What this task involves: Reproduce word for word the portion of the protein structure overview that begins at the words "Protein Conformation and" and stops after "and unfolded states.".

___ Source text

Rucete ✏ Lehninger Principles of Biochemistry In a Nutshell
4.1 Overview of Protein Structure
This chapter introduces the major physical and chemical principles that determine protein structure, explains the role of weak interactions and the peptide bond, and outlines the conformational constraints of polypeptide chains.
Protein Conformation and Stability
• Proteins can theoretically adopt many conformations, but only one or a few (the native conformations) predominate under biological conditions due to thermodynamic stability (lowest free energy).
• Some proteins or regions are intrinsically disordered yet still functional.
• Native protein structures are only marginally stable, with a small free energy difference between folded and unfolded states.
• Weak, noncovalent interactions—including hydrogen bonds, hydrophobic interactions, ionic interactions, and van der Waals forces—are the main stabilizing forces in protein structure.
• Covalent disulfide bonds are strong but relatively rare, more common in extracellular and thermophilic proteins.
The Hydrophobic Effect and Protein Folding
• The hydrophobic effect is the major driving force for protein folding: hydrophobic amino acid side chains cluster in the interior, increasing the entropy of water and stabilizing the folded form.
• Formation of intramolecular hydrogen bonds and burial of hydrophobic groups together lead to a stable protein core.

______
___ Excerpted records

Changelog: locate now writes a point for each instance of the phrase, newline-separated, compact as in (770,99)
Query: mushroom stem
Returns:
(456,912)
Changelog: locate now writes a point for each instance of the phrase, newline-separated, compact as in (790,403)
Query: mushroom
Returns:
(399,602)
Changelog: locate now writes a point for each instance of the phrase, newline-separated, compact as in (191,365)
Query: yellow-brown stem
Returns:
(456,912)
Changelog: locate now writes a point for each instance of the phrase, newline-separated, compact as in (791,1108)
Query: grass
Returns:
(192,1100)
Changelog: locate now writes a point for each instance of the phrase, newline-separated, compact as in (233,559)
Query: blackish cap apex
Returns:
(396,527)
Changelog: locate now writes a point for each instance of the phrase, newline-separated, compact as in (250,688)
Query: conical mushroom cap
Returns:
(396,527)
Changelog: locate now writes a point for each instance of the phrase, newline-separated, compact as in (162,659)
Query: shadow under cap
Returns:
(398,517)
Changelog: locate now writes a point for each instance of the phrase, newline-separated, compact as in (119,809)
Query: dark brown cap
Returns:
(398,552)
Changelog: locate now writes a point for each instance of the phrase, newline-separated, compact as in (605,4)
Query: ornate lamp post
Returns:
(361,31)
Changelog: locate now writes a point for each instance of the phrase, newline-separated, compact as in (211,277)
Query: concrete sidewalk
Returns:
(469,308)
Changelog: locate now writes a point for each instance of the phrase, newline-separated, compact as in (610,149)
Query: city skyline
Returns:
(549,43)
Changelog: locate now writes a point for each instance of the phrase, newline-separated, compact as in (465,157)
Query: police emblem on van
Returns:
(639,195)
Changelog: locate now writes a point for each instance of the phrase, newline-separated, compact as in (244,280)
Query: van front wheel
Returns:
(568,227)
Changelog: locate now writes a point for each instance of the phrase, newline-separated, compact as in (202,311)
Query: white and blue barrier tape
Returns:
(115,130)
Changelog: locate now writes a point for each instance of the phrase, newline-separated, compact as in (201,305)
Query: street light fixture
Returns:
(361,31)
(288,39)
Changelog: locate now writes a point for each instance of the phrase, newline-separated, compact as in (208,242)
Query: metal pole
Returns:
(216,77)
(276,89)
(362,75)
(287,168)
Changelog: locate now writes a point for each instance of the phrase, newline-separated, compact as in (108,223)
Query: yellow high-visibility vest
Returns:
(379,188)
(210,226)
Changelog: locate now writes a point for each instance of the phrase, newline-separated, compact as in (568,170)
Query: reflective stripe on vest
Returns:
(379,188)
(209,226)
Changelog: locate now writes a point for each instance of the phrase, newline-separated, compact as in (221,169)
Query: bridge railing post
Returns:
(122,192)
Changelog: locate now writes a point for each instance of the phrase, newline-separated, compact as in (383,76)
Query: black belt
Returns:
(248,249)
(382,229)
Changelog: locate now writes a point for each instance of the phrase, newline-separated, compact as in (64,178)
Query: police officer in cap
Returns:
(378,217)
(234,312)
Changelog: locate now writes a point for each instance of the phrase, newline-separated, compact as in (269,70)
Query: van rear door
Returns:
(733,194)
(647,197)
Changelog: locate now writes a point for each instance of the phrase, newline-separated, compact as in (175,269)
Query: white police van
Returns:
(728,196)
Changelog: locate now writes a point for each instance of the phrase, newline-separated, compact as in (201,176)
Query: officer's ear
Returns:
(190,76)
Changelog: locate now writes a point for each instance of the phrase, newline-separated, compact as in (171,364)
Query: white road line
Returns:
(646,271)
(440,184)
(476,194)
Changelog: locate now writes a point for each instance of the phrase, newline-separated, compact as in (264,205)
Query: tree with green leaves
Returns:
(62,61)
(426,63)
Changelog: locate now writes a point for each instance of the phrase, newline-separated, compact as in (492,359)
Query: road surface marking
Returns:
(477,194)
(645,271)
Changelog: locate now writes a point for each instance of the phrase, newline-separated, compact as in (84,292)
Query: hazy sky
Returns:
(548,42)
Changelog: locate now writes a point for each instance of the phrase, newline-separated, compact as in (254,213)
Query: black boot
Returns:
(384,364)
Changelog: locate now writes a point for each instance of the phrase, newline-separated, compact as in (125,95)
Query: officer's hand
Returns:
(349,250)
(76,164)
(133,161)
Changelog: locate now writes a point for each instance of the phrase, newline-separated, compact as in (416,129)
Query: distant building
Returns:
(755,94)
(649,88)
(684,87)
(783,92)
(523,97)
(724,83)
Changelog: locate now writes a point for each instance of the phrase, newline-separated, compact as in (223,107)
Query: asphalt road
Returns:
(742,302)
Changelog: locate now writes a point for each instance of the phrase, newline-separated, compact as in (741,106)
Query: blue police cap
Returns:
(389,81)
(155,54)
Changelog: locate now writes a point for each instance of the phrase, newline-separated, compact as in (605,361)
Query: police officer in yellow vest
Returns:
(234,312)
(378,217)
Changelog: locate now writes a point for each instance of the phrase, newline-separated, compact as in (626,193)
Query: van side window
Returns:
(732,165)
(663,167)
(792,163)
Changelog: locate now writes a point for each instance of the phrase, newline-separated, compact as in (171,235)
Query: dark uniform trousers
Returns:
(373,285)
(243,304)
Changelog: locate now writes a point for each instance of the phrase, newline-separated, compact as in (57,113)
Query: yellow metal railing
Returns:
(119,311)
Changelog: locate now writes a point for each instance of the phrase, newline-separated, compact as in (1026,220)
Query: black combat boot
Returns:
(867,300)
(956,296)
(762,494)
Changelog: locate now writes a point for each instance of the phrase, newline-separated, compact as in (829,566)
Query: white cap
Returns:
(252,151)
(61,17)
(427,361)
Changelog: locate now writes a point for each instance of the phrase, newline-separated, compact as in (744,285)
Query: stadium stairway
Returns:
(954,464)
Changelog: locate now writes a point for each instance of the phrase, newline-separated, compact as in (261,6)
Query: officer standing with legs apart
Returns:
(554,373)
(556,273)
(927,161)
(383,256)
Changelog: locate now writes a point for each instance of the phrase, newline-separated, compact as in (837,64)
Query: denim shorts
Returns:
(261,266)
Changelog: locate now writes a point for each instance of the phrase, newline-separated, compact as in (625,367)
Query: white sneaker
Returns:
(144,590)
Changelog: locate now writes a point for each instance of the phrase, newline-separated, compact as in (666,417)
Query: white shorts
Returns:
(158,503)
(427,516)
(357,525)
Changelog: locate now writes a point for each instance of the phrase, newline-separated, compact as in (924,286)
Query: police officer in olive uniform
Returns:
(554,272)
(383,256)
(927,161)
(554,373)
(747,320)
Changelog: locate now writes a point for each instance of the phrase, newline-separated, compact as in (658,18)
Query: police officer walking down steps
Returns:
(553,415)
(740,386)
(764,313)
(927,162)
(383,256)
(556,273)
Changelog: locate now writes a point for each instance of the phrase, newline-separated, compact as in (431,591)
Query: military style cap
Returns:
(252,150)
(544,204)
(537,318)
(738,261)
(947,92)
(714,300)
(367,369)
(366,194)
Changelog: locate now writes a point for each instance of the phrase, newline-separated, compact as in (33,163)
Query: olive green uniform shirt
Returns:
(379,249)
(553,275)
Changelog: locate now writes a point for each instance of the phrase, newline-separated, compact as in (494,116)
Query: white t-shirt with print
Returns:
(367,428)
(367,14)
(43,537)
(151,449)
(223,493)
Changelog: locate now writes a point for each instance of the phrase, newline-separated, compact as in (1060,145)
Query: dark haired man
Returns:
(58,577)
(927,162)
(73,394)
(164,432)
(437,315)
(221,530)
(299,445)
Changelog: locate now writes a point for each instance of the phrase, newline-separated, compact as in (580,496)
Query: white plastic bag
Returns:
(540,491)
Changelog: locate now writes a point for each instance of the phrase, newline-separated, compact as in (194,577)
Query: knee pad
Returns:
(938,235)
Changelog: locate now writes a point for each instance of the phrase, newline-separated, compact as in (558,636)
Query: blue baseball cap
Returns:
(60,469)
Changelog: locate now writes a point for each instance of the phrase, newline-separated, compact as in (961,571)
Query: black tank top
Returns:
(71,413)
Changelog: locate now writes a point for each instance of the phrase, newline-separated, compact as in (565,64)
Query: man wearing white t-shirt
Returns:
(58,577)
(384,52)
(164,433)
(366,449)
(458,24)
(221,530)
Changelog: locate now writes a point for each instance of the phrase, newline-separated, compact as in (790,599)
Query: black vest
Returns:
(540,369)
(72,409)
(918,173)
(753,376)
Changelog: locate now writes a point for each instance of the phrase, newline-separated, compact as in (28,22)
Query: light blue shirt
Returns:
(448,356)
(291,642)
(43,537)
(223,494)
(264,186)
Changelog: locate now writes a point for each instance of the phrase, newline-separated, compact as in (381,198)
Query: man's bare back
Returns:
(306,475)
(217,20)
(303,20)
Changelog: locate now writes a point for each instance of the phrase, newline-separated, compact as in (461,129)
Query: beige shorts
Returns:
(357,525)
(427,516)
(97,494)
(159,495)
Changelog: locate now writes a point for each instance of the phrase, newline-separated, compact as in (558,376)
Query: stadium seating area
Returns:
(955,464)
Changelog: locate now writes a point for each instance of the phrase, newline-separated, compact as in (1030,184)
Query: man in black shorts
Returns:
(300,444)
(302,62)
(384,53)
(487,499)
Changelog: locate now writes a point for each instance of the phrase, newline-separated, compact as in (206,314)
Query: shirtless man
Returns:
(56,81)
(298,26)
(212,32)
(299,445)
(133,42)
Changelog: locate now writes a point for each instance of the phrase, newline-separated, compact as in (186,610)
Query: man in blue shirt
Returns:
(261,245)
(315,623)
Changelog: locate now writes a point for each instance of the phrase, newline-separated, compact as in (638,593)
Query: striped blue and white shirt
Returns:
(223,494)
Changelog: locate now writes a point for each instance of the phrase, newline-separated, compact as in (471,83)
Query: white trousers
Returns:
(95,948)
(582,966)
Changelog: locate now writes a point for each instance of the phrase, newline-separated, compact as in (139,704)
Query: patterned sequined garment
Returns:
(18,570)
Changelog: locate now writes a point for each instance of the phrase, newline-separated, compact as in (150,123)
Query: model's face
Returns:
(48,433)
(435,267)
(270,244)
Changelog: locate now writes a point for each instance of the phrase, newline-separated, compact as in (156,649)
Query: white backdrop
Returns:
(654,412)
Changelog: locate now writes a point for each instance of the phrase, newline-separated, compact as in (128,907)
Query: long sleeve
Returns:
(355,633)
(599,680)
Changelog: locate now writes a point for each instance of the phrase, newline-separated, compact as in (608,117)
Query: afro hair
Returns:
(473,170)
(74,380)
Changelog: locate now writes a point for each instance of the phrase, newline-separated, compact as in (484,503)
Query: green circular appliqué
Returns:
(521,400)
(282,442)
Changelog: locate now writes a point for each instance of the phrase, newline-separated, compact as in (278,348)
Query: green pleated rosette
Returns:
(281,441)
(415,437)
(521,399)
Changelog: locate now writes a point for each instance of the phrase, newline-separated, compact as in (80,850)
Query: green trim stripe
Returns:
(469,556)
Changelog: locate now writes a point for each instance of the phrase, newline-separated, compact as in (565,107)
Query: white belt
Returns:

______

Exercise response:
Protein Conformation and Stability
• Proteins can theoretically adopt many conformations, but only one or a few (the native conformations) predominate under biological conditions due to thermodynamic stability (lowest free energy).
• Some proteins or regions are intrinsically disordered yet still functional.
• Native protein structures are only marginally stable, with a small free energy difference between folded and unfolded states.